What to do ::
Line by line, transcribe the records exactly.

Data for review ::

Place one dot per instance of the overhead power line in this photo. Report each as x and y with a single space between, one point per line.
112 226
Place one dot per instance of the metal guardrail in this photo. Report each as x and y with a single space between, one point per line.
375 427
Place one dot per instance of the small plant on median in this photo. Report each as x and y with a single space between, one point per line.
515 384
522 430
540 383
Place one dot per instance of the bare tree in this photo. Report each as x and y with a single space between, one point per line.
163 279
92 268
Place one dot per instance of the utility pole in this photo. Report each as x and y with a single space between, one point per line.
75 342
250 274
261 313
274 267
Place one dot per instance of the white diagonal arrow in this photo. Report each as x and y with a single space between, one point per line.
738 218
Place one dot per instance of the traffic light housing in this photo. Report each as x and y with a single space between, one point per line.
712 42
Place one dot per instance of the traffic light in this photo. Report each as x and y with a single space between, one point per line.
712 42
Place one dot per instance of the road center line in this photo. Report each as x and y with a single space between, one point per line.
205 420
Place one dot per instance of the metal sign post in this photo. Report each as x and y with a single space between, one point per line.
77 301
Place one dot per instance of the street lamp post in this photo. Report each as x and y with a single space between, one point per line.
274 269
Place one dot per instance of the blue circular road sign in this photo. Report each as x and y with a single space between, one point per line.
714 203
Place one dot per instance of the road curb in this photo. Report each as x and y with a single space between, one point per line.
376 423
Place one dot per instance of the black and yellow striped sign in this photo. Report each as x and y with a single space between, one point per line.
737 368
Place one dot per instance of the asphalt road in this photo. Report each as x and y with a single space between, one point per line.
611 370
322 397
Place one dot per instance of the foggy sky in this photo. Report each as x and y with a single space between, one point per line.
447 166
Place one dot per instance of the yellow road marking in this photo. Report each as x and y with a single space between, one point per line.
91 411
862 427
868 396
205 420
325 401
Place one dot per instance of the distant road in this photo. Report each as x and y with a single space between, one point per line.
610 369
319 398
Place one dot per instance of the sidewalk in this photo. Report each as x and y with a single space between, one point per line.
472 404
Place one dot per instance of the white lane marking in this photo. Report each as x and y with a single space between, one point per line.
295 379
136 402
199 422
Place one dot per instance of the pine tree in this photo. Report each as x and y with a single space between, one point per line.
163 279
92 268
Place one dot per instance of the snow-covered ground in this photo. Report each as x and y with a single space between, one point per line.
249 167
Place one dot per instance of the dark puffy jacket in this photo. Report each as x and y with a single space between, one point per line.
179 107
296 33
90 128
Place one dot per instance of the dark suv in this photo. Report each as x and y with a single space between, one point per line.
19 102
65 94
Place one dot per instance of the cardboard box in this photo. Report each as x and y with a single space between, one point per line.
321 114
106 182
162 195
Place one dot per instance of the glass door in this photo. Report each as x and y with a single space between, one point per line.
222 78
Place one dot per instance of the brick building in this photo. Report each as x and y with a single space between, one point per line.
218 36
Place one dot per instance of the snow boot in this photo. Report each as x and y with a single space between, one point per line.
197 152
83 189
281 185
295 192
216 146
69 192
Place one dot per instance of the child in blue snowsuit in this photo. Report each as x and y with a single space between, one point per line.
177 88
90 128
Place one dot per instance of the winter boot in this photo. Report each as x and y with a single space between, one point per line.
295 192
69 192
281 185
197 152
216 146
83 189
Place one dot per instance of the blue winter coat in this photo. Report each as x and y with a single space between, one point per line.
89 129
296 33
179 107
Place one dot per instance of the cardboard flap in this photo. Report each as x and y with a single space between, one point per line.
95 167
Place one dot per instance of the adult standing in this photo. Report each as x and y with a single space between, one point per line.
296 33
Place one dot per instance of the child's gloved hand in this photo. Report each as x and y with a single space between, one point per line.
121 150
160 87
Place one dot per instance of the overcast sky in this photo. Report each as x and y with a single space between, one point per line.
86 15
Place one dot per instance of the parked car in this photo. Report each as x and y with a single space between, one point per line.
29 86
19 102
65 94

Exercise output ::
Place one dot per instance of the overhead power line in this photo. Report each as x and y with a single space between, one point per line.
112 226
Place one dot per instance of the metal guardrail in this photo. Report each as x and y with a single space between, one point per line.
375 427
Place one dot per instance of the small plant on median in this photo. Report each as x and y with a single space between, one point per line.
515 384
522 430
540 383
Place one dot per instance of the bare tree in this photo. Report each as x and y with a single space between, one point per line.
163 279
92 268
Place one dot per instance of the utility pole in this photo. Report each as x and y with a single space between, one point per line.
75 342
250 274
261 313
274 267
Place one dot per instance of the white diagonal arrow in this photo. Report each as x and y with a single space between, one point per line.
738 218
Place one dot per instance of the traffic light housing in this photo. Report each as x and y with a single space between, one point per line.
712 42
Place one dot per instance of the traffic light in this photo. Report each as x and y with a single space between, one point per line.
712 42
Place one dot per instance of the road center line in this photo. Report each as x and y with a single space between, one point per line.
205 420
Place one dot per instance of the metal sign post in this photo. Report each as x and y with a single space between, one point per line.
77 301
Place one dot per instance of the street lamp post in this photo. Report each as x and y with a single space between, one point per line.
274 269
Place one dot per instance of the blue circular road sign in this photo. Report each as x and y with a single space between, one point per line.
714 203
Place one dot per instance of the road curb in this photo. Report each as x and y with a single space between, one point per line.
376 423
Place one dot per instance of the black and yellow striped sign in this photo. Report each as x and y with a single space between, one point per line.
737 368
Place one dot per instance of the asphalt road in this photo. Report each as x and y with a single space between, one point per line.
611 370
322 397
Place one dot per instance of the foggy sky in this photo. Report each as x and y with a single space between, one point per line.
447 166
Place one dot per instance of the yellow road marking in this photo. Report each as x and y with a single space between, one point per line.
91 411
862 427
868 396
205 420
325 401
Place one dot per instance of the distant road in this photo. Report each as x and y with a single space between, one point per line.
610 369
319 398
Place one dot per instance of the sidewalk in this photo. Report each as x and y with a single space between, one point per line.
472 404
Place one dot per instance of the white lane marking in this photo. Report each as x and y with a single space between, one point per line.
295 379
136 402
199 422
Place one dot per instance of the pine tree in this photo. Report each as x and y with a single space between, one point per line.
163 279
92 268
Place one dot per instance of the snow-covered ground in this photo. Report each as x and y with a single space between, one point per line.
249 167
Place one dot per instance of the dark puffy jacket in this photo. Report each as x and y with a single space between, one point per line.
179 107
296 33
90 128
Place one dot per instance of the dark suv in this photo. Report each as x and y with a single space between, one point per line.
19 102
65 94
Place one dot per instance of the cardboard box in this photo. Report each as x and y with a single space between, one point per line.
321 114
106 182
162 195
Place one dot per instance of the glass door in this photo. Report each as x and y with a single space between, one point per line.
222 78
Place one dot per instance of the brick building in this photo. Report each as x and y with a single space between, one point per line.
218 36
Place one dot per instance of the snow boot in this photo. Report each as x and y with a single space between, one point per line.
197 152
83 189
281 185
295 192
216 146
69 192
Place one dot per instance of the child in blue snowsuit in this photo. Report each as x and y with a single space between, one point per line.
177 88
90 128
Place one dot per instance of the winter boot in this photo. Report each as x and y with a single space between, one point per line.
295 192
69 192
281 185
197 152
216 146
83 189
Place one dot per instance of the blue winter coat in this photo. Report each as x and y with a single space between, one point per line.
89 129
296 33
179 107
Place one dot per instance of the cardboard flap in this photo. Report each as x and y with a single space between, one point per line.
95 167
Place one dot per instance of the adult standing in this photo. Report each as x and y with a single space between, one point per line.
296 33
Place one dot per instance of the child's gloved hand in this photo. Report each as x and y with a single space between, one point per line.
121 150
160 87
Place one dot per instance of the overcast sky in this photo. Report each as x and y with a single space between, one point per line.
86 15
Place one dot per instance of the parked car in this photo. Report each as x and y with a single space between, one point per line.
29 86
19 102
65 94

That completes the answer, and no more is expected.